__Extracted material__.
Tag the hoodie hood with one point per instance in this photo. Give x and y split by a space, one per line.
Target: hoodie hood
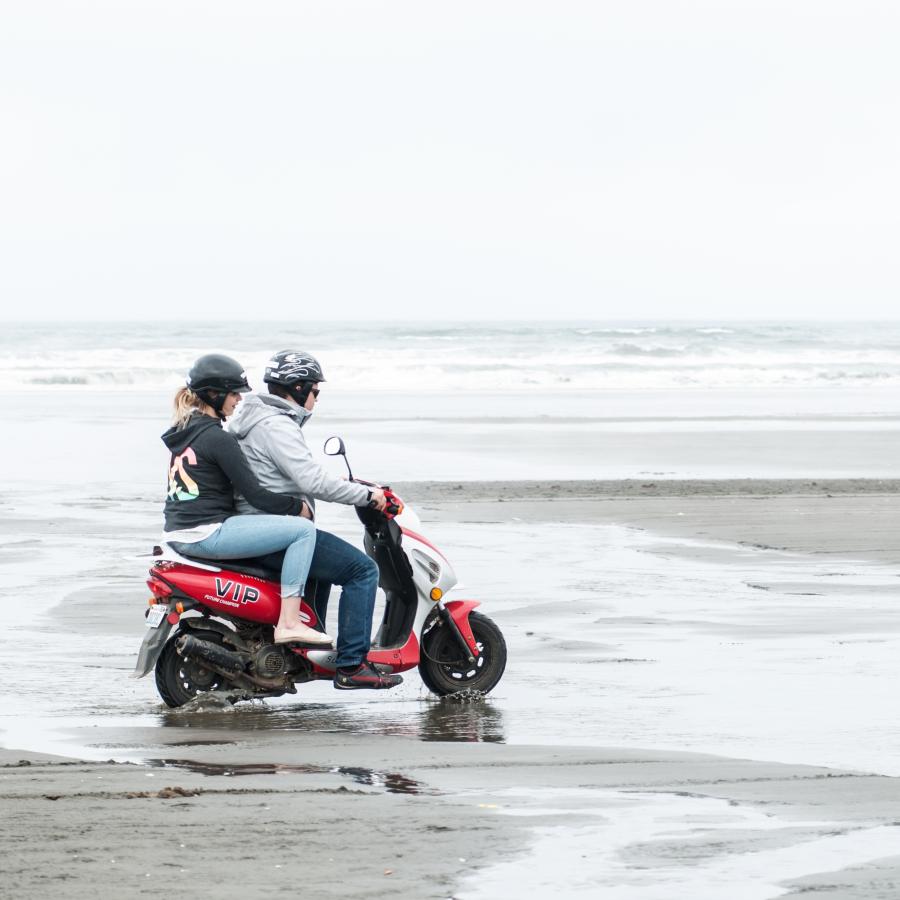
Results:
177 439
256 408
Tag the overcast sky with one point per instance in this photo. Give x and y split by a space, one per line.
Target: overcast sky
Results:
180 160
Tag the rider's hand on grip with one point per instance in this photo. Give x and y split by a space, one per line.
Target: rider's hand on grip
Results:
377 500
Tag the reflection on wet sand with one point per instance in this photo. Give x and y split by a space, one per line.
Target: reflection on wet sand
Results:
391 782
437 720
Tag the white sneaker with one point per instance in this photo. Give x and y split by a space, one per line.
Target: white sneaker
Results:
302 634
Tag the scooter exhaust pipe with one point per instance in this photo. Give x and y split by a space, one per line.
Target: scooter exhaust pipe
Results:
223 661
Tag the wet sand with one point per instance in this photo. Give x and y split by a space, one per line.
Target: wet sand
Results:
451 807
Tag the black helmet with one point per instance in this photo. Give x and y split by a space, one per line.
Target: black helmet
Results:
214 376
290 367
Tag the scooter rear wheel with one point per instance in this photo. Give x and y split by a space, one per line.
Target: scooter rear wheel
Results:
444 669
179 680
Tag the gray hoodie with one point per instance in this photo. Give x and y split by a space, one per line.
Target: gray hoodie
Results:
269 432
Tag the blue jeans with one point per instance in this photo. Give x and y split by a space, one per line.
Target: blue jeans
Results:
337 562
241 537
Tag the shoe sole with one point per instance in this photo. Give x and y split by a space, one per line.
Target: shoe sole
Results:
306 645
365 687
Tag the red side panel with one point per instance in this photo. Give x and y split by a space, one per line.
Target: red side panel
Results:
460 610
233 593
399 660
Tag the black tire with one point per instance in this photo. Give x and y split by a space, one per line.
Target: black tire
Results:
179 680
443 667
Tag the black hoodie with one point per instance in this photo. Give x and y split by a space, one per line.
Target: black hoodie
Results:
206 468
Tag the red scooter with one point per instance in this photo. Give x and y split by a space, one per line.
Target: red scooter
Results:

__Problem to work on__.
Could you print the material above word for word and skip the images?

__Response box__.
Tag the hoodie hood with one point per instance in this photo. Give x and y split by a space, one per line.
Target: hoodie hood
Results:
177 439
256 408
Tag the overcast sky with one point per instance in this photo. Give x and y split by a space, one per line.
Target: overcast sky
Results:
180 160
Tag the rider's hand on grip with one point per instance in this photo. Give x and y split by a space, one per line.
Target: rider's hand on grip
Results:
377 500
Tag the reflection on wet sand with one point per instance in this photo. Give x and y split by a space, one per line.
Target: reflection on wet sand
Results:
391 782
437 720
Tag the white sneaker with one point per instance in this photo. Give x and y split by a space, one per line.
Target: white sneaker
Results:
302 634
Tag the scooter exhaust pipe with one point per instance in this photo. Give x and y split by a space, one per line.
Target: scooter exhaust pipe
Results:
223 661
Tag the wet sand with one point per instance in this photo. Give x and y split by a space, one per line.
Target: wet sand
Results:
451 807
Tag the black helmet with one point per instance in this photo. Give x and y split by a space, one per line.
Target: black helmet
Results:
214 376
290 367
Tag the scooter rear wheel with one point per instance in this photo. Give x and y split by a space, one per line.
Target: scooter rear wheel
Results:
444 669
179 680
Tag the gray hoodie with one point per instance in this photo. Give x and y split by a space, one per line.
Target: gray hoodie
Results:
269 432
Tag the blue jeans with one point per instance in this photo. Give x and y split by a space, one per line.
Target: blue jeans
Results:
337 562
241 537
Tag the shoe sole with one point per instance in this photo. Give x and y split by a space, one per line.
Target: shoe sole
Results:
306 645
365 687
Tag the red side panel with one point per instance in this photo. Give x and y split by a space, one per line.
Target: red side panel
Results:
460 610
233 593
399 660
Tag the black tire with one point per instance in this photo. Give x and y split by a space, one per line.
Target: black tire
Results:
179 680
443 667
Tag the black hoodie with one point per instance in this photo. Give x and y split by a space, one per line.
Target: black hoodie
Results:
206 468
Tag the red scooter with one point per instance in this photo. Give x and y split by a space, one per line.
Target: red scooter
Results:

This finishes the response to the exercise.